Decide whether each statement agrees with the migraine trial report below. Answer yes or no for each, and quote the words from the report that settle it. (a) Erenumab works by blocking calcitonin gene-related peptide itself. (b) The trial took place at 129 sites in North America and Europe. (c) Novartis holds the commercialization rights for the migraine drugs in Japan.

----- EXERCISE TEXT

Person with migraine

(R. Nial Bradshaw, Flickr)

17 November 2016. First results from a late-stage clinical trial shows a synthetic antibody reduces the number of days with migraines per month among people with episodic or infrequent migraines. The synthetic antibody, called erenumab, is jointly developed by the pharmaceutical companies Amgen and Novartis that reported the results today.

Migraine is a neurological syndrome causing severe headaches along with nausea, vomiting, and extreme sensitivity to light and sound. In some cases, migraines are preceded by warning episodes called aura including flashes of light, blind spots, or tingling in arms and legs. The web site estimates 37 million people in the U.S. suffer from migraines, and cites World Health Organization data indicating migraines affect 18 percent of American women and 7 percent of men.

Migraines experienced 14 days a month or fewer are called episodic migraines, while chronic migraines are experienced 15 days a month or more. A study published 2013, however, suggests that individuals with episodic migraines, about 90 percent of those with migraines, who do not get adequate treatment are 3 times more likely to progress to chronic migraines.

Erenumab is designed to prevent migraines by limiting receptors for calcitonin gene-related peptide. This peptide and its receptors are expressed in a number of different cells throughout the central and peripheral nervous systems, and regulate inflammation and pain arising from the stimulation of nerve cells. Erenumab acts by inhibiting the peptide’s receptors, not the peptide itself, and is administered monthly by injections under the skin.

The clinical trial enrolled 955 participants with a history of episodic migraine at 129 sites in North America and Europe. Participants were randomly assigned to receive injections of erenumab, at doses of 70 or 140 milligrams, or a placebo once a month for 6 months. Study teams looked primarily at the average number of days per month participants experienced migraines, compared to a baseline measure taken before the injections.

The results show individuals receiving erenumab experienced fewer days per month with migraines compared to those receiving the placebo. Before the trial, participants average 8.3 days per month with migraines. Individuals receiving erenumab reported 3.2 and 3.7 fewer days per month of migraines, for injections of 70 and 140 milligrams respectively. Placebo recipients, however, experienced 1.8 fewer migraine days per month, a large enough difference from erenumab recipients to be statistically reliable.

Occurrences of adverse effects, say the companies, were similar for participants receiving erenumab or the placebo: common cold symptoms, inflamed sinuses, and upper respiratory tract infections. The adverse effects in this trial were much like those reported in other intermediate and late-stage trials of erenumab.

“The results of this study are important,” says Amgen vice-president Sean Harper in a company statement, “because they confirm the results from our previous studies and add to our body of research in episodic migraine. We look forward to working with regulatory authorities to pursue approval of erenumab and making this novel migraine prevention treatment available to patients and physicians.”

Amgen originally developed erenumab, but in August 2015 joined forces with Novartis to co-develop treatments for neurological disorders, including erenumab, as well as therapies for Alzheimer’s disease. Under their agreement, Amgen retains commercialization rights in the U.S., Canada and Japan for migraine drugs, and Novartis has commercialization rights in Europe and rest of world.

----------
----- DATA

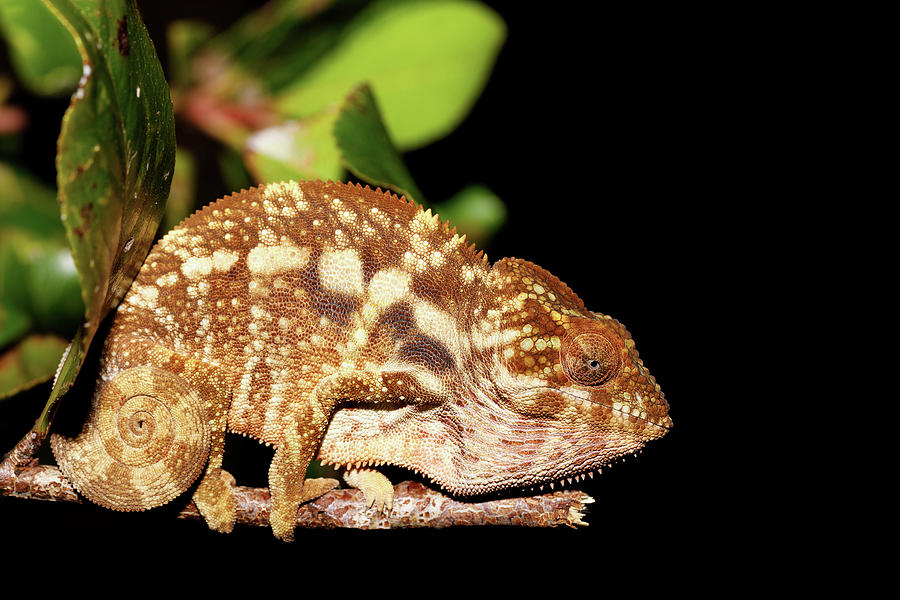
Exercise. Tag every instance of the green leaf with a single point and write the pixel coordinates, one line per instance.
(27, 204)
(427, 62)
(292, 150)
(366, 147)
(42, 52)
(183, 38)
(32, 361)
(115, 161)
(183, 196)
(476, 211)
(14, 323)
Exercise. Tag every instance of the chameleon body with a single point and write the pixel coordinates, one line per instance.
(339, 322)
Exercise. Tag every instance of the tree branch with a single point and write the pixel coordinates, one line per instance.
(414, 504)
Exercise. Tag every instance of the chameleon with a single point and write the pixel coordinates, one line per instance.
(341, 323)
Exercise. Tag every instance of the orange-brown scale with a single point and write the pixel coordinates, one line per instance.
(300, 300)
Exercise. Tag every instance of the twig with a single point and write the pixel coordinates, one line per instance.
(414, 504)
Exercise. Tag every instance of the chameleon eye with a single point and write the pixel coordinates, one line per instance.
(590, 358)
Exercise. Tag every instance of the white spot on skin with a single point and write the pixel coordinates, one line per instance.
(341, 271)
(196, 267)
(223, 260)
(436, 323)
(269, 260)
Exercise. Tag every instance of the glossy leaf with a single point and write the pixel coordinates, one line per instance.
(426, 61)
(366, 147)
(476, 211)
(42, 52)
(116, 155)
(28, 363)
(183, 196)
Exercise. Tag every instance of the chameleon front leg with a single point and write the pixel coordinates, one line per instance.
(377, 489)
(301, 442)
(287, 486)
(214, 496)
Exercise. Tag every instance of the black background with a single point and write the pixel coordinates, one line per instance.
(614, 137)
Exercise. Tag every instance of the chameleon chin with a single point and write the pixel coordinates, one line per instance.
(333, 321)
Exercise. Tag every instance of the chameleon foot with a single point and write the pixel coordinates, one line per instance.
(376, 487)
(215, 500)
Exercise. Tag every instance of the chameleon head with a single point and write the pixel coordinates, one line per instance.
(549, 391)
(575, 393)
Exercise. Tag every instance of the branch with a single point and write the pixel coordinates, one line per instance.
(414, 504)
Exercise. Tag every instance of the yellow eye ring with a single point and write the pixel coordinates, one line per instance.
(591, 358)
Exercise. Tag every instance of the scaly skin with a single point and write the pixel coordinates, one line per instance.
(336, 321)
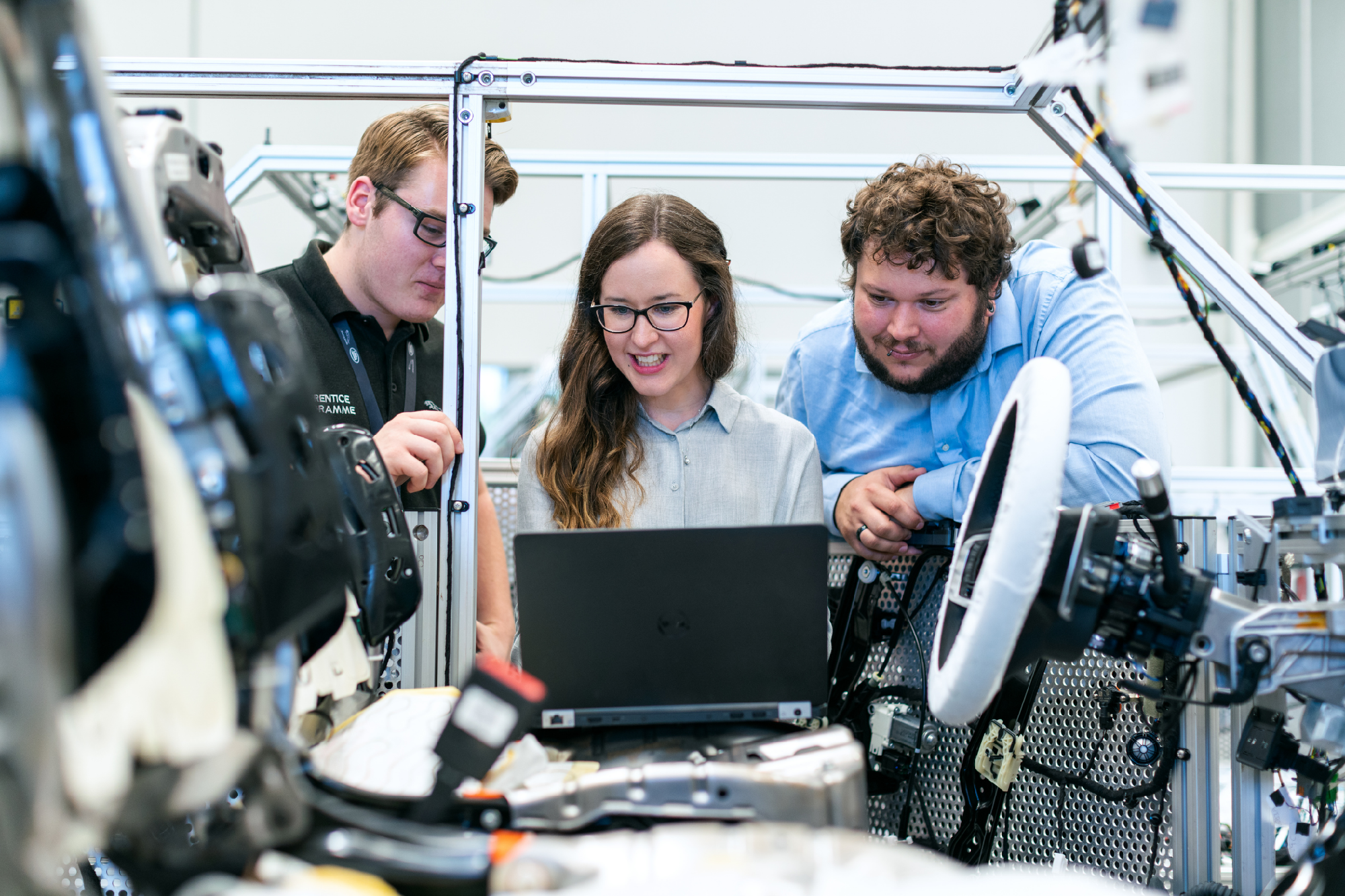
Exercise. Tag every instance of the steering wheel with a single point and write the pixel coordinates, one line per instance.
(1005, 542)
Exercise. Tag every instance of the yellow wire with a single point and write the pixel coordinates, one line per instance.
(1079, 165)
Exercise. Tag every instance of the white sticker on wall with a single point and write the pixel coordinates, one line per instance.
(485, 716)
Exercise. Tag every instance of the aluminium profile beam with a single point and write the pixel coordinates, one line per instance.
(792, 166)
(574, 83)
(1264, 319)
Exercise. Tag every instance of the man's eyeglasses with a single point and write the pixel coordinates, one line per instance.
(666, 315)
(490, 248)
(430, 229)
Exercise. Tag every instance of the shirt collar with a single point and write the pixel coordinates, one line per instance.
(1005, 331)
(724, 401)
(322, 287)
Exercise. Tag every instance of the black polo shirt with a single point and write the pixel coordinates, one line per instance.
(318, 303)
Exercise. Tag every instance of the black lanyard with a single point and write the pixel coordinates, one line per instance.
(376, 416)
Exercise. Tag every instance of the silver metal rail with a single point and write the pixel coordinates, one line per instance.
(462, 526)
(700, 85)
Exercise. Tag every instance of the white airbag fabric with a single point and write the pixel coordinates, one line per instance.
(1020, 545)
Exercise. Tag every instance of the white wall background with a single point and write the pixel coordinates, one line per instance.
(779, 232)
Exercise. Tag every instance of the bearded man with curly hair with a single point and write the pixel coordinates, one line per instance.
(902, 384)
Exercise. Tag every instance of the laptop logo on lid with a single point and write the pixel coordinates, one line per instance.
(559, 719)
(675, 624)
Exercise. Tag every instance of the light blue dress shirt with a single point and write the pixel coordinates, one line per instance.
(1044, 310)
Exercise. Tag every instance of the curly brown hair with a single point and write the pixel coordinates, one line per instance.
(933, 213)
(590, 447)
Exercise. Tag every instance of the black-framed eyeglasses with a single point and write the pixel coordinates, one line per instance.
(490, 248)
(666, 315)
(430, 229)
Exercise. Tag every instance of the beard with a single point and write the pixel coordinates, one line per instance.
(949, 368)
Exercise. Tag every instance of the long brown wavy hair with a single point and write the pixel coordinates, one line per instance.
(590, 447)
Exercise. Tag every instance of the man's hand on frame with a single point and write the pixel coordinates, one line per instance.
(878, 513)
(418, 447)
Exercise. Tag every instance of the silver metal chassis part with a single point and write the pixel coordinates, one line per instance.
(814, 778)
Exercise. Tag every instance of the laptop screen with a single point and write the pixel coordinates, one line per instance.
(676, 618)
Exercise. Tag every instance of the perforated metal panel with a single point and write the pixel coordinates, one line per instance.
(937, 791)
(114, 880)
(1063, 731)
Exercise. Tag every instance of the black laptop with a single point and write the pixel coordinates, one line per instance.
(631, 627)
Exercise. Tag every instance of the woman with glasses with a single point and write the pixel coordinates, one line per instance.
(648, 434)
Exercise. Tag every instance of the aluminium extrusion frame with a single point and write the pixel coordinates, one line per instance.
(1265, 321)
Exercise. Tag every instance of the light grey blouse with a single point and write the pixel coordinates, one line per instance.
(736, 463)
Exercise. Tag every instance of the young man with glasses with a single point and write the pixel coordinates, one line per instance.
(367, 309)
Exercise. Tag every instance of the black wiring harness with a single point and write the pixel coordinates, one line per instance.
(861, 612)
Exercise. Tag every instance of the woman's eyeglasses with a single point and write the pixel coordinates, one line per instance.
(666, 315)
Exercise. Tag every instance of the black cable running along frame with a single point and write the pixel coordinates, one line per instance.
(457, 212)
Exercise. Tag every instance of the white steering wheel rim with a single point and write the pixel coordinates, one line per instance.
(965, 678)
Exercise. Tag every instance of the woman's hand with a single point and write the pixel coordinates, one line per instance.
(494, 642)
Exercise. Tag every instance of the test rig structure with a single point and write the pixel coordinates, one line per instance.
(479, 83)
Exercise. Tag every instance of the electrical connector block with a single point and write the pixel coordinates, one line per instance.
(1000, 756)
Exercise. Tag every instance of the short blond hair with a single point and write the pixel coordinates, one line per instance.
(395, 145)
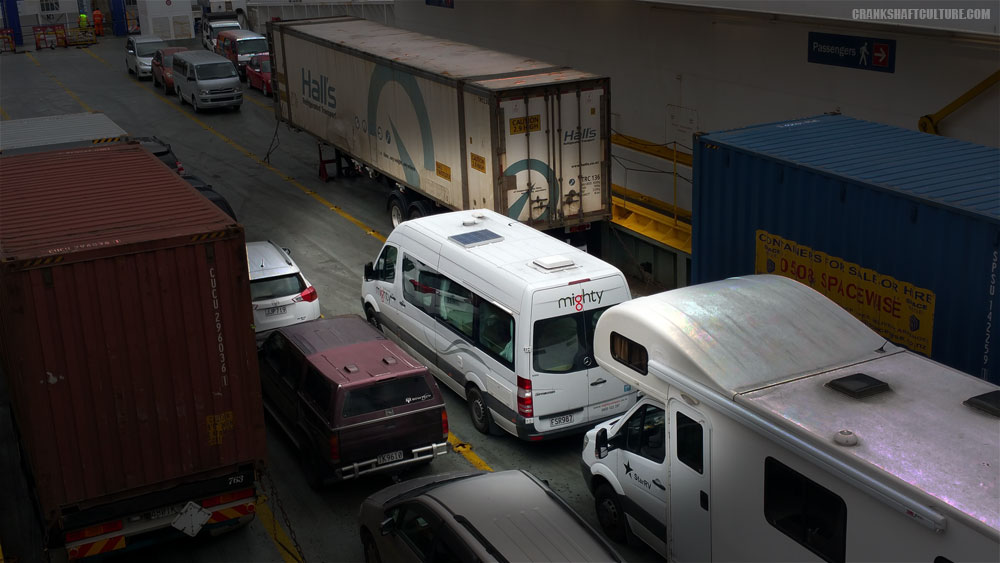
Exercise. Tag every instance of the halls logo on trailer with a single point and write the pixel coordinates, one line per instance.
(318, 94)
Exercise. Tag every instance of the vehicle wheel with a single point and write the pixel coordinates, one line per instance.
(609, 512)
(372, 319)
(396, 211)
(371, 550)
(481, 417)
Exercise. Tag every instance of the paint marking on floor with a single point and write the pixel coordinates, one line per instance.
(277, 533)
(465, 450)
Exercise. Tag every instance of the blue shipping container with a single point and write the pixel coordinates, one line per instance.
(901, 228)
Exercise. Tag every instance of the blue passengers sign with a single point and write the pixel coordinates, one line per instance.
(864, 53)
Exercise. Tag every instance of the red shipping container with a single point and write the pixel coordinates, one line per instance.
(125, 333)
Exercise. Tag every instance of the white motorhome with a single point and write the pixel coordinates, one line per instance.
(777, 427)
(506, 313)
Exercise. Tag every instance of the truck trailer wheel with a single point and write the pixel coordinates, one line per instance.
(397, 212)
(609, 512)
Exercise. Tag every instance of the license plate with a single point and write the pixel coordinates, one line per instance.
(160, 513)
(560, 420)
(390, 457)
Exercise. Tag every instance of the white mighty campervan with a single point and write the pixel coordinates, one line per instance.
(777, 427)
(507, 313)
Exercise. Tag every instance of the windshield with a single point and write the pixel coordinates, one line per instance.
(149, 49)
(219, 28)
(247, 46)
(215, 70)
(565, 344)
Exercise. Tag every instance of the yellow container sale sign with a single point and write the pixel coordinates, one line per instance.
(899, 311)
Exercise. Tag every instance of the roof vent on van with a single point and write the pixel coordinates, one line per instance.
(553, 262)
(476, 238)
(858, 385)
(988, 403)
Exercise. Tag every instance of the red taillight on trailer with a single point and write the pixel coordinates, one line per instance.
(309, 295)
(99, 530)
(525, 405)
(335, 448)
(226, 498)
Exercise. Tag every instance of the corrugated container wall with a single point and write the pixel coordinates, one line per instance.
(125, 327)
(900, 228)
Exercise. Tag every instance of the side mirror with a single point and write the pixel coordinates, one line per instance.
(601, 444)
(387, 526)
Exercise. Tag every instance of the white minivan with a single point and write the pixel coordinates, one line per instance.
(507, 314)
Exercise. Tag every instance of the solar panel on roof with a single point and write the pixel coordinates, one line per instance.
(476, 238)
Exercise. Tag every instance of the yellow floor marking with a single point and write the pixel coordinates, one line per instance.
(277, 533)
(465, 450)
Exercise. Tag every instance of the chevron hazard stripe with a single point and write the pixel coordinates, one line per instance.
(96, 548)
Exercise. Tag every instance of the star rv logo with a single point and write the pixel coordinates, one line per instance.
(577, 300)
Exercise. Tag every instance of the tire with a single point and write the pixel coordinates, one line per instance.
(370, 549)
(397, 213)
(478, 411)
(610, 513)
(372, 318)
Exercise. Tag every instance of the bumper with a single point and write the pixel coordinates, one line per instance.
(218, 101)
(417, 455)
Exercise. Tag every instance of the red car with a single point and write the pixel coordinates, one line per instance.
(163, 68)
(259, 73)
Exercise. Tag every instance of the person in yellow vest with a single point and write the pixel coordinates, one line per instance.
(98, 22)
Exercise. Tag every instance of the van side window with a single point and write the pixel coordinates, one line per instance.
(316, 390)
(690, 442)
(630, 353)
(385, 266)
(496, 333)
(805, 511)
(645, 434)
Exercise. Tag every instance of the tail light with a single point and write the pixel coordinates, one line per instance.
(98, 530)
(226, 498)
(309, 295)
(525, 406)
(335, 448)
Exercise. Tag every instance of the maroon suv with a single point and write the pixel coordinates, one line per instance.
(352, 401)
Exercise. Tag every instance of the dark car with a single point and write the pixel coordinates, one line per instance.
(163, 69)
(162, 151)
(476, 516)
(212, 195)
(350, 400)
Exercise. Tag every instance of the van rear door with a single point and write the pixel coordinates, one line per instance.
(568, 387)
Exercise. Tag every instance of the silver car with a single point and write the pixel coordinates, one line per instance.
(476, 516)
(279, 293)
(139, 51)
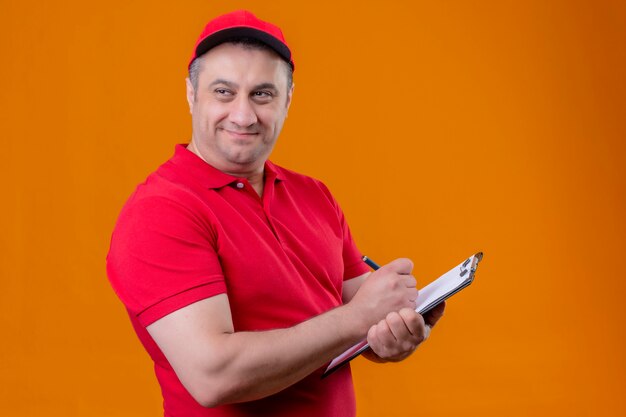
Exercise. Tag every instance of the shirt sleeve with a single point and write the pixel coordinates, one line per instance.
(162, 258)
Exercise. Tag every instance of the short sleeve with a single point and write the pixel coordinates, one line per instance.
(162, 258)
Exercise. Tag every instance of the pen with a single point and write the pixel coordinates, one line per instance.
(371, 263)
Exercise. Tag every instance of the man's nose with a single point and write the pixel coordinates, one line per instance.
(242, 112)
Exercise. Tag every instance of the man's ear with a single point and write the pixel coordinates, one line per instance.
(191, 94)
(290, 96)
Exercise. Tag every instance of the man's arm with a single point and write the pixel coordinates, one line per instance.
(218, 365)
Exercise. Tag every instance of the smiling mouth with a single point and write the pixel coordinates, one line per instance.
(240, 135)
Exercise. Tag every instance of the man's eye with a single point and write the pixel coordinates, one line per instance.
(262, 95)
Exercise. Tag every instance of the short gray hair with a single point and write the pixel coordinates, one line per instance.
(247, 43)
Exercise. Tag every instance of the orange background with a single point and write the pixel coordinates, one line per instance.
(443, 128)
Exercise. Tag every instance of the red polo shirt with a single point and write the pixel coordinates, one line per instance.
(190, 232)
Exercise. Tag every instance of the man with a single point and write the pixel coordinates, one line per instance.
(240, 277)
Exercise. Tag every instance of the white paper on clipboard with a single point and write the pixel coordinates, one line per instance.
(432, 294)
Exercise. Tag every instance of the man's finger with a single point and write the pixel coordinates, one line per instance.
(432, 317)
(402, 266)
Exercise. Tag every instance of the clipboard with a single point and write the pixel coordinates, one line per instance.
(432, 294)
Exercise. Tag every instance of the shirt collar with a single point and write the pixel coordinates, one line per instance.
(210, 176)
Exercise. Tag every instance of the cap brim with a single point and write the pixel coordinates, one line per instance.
(224, 35)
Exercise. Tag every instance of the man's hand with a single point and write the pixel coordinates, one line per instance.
(396, 336)
(390, 288)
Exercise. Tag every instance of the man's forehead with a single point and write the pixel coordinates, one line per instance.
(238, 63)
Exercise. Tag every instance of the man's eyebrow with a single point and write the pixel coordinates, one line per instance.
(262, 86)
(225, 82)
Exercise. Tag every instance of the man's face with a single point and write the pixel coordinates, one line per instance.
(239, 107)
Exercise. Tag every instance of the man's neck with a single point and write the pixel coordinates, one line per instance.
(255, 177)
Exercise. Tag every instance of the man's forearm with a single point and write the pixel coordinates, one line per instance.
(252, 365)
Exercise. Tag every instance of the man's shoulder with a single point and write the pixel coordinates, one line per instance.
(293, 176)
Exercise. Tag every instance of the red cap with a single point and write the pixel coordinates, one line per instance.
(241, 23)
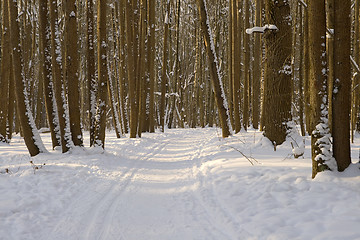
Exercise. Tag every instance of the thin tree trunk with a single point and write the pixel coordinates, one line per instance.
(30, 133)
(164, 67)
(72, 72)
(45, 65)
(277, 89)
(320, 141)
(56, 53)
(257, 69)
(6, 68)
(342, 85)
(214, 70)
(102, 73)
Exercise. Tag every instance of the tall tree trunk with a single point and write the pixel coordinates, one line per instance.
(342, 84)
(30, 133)
(151, 62)
(56, 53)
(257, 69)
(131, 68)
(45, 65)
(214, 70)
(6, 68)
(164, 67)
(246, 107)
(142, 68)
(236, 65)
(277, 88)
(92, 86)
(330, 54)
(320, 137)
(72, 72)
(102, 73)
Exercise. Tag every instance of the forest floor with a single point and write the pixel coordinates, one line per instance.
(182, 184)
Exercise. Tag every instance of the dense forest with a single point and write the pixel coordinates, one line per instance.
(134, 66)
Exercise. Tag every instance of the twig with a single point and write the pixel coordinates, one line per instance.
(247, 158)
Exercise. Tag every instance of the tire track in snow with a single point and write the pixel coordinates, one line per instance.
(217, 214)
(82, 212)
(104, 213)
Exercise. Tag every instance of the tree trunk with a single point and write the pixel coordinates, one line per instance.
(214, 70)
(257, 69)
(246, 108)
(92, 86)
(277, 88)
(6, 68)
(102, 73)
(56, 53)
(45, 68)
(236, 65)
(342, 84)
(164, 67)
(30, 133)
(320, 137)
(72, 72)
(151, 62)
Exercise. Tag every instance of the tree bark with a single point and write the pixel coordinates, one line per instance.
(277, 87)
(102, 73)
(72, 72)
(320, 137)
(342, 84)
(45, 68)
(30, 133)
(214, 70)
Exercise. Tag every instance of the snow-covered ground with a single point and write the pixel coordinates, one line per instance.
(183, 184)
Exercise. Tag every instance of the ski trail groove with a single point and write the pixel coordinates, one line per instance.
(104, 214)
(215, 211)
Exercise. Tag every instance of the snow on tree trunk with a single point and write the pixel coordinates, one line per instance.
(29, 130)
(217, 84)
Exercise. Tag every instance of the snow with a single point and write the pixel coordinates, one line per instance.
(182, 184)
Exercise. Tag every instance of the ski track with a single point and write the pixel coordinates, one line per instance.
(106, 221)
(98, 215)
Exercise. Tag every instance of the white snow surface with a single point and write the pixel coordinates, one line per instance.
(181, 184)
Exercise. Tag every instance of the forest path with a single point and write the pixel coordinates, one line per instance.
(160, 192)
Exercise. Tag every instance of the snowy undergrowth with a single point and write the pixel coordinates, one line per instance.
(183, 184)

----------

- SOLUTION FOR THIS TASK:
(a) No: "Erenumab acts by inhibiting the peptide’s receptors, not the peptide itself"
(b) Yes: "The clinical trial enrolled 955 participants with a history of episodic migraine at 129 sites in North America and Europe."
(c) No: "Amgen retains commercialization rights in the U.S., Canada and Japan for migraine drugs"